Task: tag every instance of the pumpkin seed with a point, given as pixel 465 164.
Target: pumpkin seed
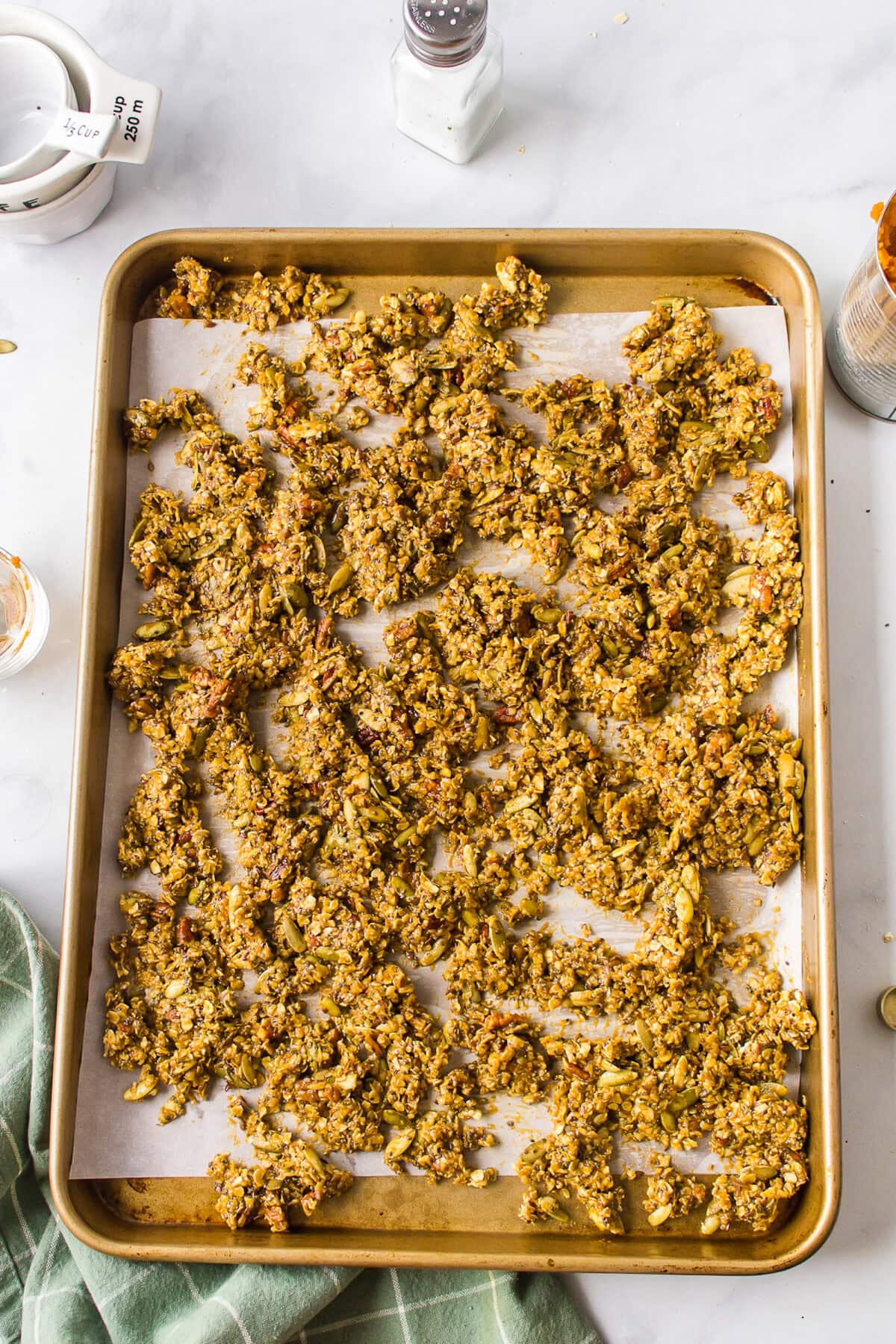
pixel 623 848
pixel 801 780
pixel 684 1100
pixel 294 596
pixel 152 629
pixel 517 804
pixel 340 579
pixel 396 1119
pixel 684 906
pixel 247 1071
pixel 334 300
pixel 292 934
pixel 314 1159
pixel 617 1077
pixel 556 1211
pixel 644 1034
pixel 786 772
pixel 758 844
pixel 143 1088
pixel 761 1172
pixel 435 953
pixel 532 1152
pixel 399 1144
pixel 200 738
pixel 497 939
pixel 331 956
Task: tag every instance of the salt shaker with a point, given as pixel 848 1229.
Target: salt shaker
pixel 447 77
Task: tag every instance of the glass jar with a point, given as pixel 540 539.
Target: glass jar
pixel 447 77
pixel 25 615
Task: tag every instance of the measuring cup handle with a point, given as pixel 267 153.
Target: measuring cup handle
pixel 134 104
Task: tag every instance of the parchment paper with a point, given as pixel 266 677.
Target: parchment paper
pixel 117 1139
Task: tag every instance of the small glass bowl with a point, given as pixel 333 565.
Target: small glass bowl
pixel 25 615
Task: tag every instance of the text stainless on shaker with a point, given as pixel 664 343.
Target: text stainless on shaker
pixel 447 77
pixel 862 336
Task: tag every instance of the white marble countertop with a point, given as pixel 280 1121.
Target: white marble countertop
pixel 692 113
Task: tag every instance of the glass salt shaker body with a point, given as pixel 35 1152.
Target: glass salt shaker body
pixel 447 77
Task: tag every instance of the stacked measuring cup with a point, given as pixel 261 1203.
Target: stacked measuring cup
pixel 66 121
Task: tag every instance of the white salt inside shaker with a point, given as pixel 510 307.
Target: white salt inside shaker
pixel 447 77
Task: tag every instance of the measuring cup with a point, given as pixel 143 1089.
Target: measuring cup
pixel 34 89
pixel 129 107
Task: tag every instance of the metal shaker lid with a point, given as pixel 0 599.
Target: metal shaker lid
pixel 445 34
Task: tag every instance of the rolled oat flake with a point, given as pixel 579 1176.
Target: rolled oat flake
pixel 447 77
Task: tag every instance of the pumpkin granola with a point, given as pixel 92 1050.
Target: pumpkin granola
pixel 285 968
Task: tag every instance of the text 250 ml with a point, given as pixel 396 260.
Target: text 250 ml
pixel 132 121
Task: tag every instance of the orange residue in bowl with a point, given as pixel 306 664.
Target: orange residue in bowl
pixel 886 221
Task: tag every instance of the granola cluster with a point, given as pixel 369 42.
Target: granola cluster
pixel 595 739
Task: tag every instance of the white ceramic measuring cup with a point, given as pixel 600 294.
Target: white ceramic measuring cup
pixel 34 90
pixel 99 89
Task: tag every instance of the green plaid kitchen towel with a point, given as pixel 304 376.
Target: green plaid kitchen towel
pixel 54 1290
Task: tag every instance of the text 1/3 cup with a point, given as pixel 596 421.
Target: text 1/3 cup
pixel 862 336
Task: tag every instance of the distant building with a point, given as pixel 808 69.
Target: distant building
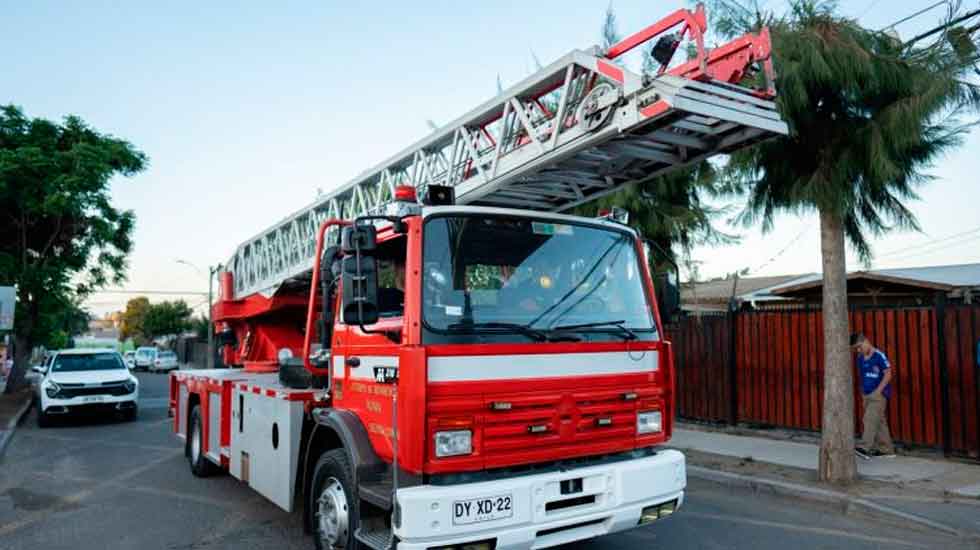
pixel 902 286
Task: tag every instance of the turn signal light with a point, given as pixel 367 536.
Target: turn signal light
pixel 478 545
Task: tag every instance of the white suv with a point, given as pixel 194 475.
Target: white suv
pixel 79 380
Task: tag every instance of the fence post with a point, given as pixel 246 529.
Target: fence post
pixel 732 362
pixel 943 369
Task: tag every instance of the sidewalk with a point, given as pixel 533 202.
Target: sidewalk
pixel 12 409
pixel 945 492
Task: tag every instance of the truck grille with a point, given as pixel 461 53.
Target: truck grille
pixel 106 388
pixel 588 419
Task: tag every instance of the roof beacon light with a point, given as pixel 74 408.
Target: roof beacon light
pixel 405 193
pixel 615 214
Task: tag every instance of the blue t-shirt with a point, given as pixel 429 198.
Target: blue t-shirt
pixel 871 370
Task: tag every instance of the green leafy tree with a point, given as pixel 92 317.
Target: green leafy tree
pixel 60 236
pixel 166 318
pixel 867 115
pixel 131 325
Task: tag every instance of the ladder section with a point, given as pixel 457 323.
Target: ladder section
pixel 576 130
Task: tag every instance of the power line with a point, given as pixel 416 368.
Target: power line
pixel 914 15
pixel 939 249
pixel 905 250
pixel 163 292
pixel 782 251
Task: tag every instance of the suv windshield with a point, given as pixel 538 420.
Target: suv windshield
pixel 87 361
pixel 510 278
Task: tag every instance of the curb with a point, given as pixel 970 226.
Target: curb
pixel 8 432
pixel 846 502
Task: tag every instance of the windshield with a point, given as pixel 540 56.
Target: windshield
pixel 509 278
pixel 86 362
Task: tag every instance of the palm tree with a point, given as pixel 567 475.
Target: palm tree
pixel 867 116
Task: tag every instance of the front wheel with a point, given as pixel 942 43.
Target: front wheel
pixel 200 465
pixel 43 420
pixel 333 502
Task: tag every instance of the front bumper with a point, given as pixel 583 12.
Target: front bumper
pixel 83 403
pixel 612 498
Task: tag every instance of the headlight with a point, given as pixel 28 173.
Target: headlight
pixel 454 443
pixel 649 422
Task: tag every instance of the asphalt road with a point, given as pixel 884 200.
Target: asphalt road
pixel 119 485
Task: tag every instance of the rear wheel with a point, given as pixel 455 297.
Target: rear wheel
pixel 333 502
pixel 200 465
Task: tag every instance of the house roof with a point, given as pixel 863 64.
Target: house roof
pixel 945 277
pixel 719 291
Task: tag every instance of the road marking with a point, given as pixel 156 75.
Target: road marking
pixel 741 520
pixel 111 442
pixel 75 498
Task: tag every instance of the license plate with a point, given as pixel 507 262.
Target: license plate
pixel 477 510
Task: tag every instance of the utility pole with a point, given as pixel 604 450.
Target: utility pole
pixel 211 271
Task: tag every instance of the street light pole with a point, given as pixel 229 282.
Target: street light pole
pixel 211 271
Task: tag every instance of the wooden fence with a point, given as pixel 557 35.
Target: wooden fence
pixel 766 368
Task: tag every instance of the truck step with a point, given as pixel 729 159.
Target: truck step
pixel 377 493
pixel 374 539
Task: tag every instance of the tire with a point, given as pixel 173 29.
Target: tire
pixel 43 420
pixel 333 493
pixel 200 465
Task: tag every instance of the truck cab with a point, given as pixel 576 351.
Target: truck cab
pixel 510 366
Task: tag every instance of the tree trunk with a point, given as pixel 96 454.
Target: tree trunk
pixel 837 461
pixel 22 359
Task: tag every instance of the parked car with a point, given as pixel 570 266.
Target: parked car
pixel 86 380
pixel 130 358
pixel 144 358
pixel 165 361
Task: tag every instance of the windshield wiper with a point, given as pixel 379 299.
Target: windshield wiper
pixel 492 327
pixel 625 332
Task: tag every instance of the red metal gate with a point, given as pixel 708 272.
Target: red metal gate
pixel 770 367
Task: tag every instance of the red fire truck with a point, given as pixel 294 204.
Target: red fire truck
pixel 432 356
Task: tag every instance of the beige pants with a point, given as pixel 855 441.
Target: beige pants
pixel 876 434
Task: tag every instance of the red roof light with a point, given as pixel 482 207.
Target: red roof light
pixel 405 193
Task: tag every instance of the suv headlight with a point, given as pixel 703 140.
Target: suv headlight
pixel 454 443
pixel 649 422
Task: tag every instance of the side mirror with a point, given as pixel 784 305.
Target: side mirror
pixel 668 295
pixel 359 278
pixel 359 275
pixel 666 283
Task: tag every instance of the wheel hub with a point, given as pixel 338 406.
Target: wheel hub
pixel 332 515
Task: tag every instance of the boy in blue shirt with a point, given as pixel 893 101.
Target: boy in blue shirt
pixel 876 374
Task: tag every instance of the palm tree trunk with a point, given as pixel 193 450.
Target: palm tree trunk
pixel 837 462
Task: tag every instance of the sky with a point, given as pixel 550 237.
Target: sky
pixel 247 109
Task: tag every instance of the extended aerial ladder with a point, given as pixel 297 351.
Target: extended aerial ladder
pixel 579 128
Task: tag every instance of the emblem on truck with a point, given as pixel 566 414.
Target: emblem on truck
pixel 385 375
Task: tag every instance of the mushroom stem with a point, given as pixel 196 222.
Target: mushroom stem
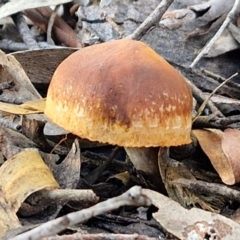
pixel 146 161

--------

Starting at the line that contains "Target: extended aerial ladder", output every line through the end of the data, both ends included, and nothing else; pictures stay out.

▸ **ANSWER FOR THIS EXERCISE**
Target: extended aerial ladder
pixel 579 128
Task: tag every instance of the emblem on truck with a point, given as pixel 566 414.
Target: emblem on truck
pixel 385 375
Task: tag every instance of the mushroom stem with a point, given as pixel 196 222.
Target: mushroom stem
pixel 146 161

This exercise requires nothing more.